Fragmento del documento:
----------

El premio recayó, sin embargo, en Annie Ernaux (nacida en 1940) una autora con una trayectoria más militante y con obras más breves y aparentemente más llanas y deliberadamente desprovistas de “ornamento” estilístico, que contrasta con los estilos más ampulosos y las poses de gran novelista de Knausgård y Carrère. La decisión suscitó controversia. Hubo una reacción airada de parte de algunos críticos y escritores, quienes señalaban que la decisión era una claudicación de la Academia Sueca, que anualmente elige al laureado, ante la moda multiculturalista y que, con ello, se decantaba por una autora que instrumentaliza la literatura para la causa feminista y otras banderas caras a la izquierda intelectual.
La obra más conocida Ernaux es El acontecimiento, relato desgarrador de su vivencia de un aborto clandestino. En esta y en sus otras novelas muestra que lejos de escribir panfletos es una gran escritora que logra renovar la forma de la novela con un trabajo fino, consciente y sostenido sobre el lenguaje y la construcción narrativa. Ello queda en evidencia en la novela que hemos elegido comentar, El lugar, que recrea otro episodio de su vida aparentemente menos controversial, pero no menos decisivo: la muerte de su padre y la tormenta personal que suscita esta pérdida.

----------

Datos:
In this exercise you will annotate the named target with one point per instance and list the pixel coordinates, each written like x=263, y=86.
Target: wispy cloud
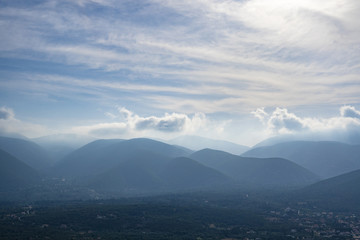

----------

Detalles del problema: Según el texto sobre Annie Ernaux, ¿qué episodio de la vida de la autora recrea la novela El lugar?

Solución del ejercicio: La muerte de su padre y la tormenta personal que le suscita esa pérdida.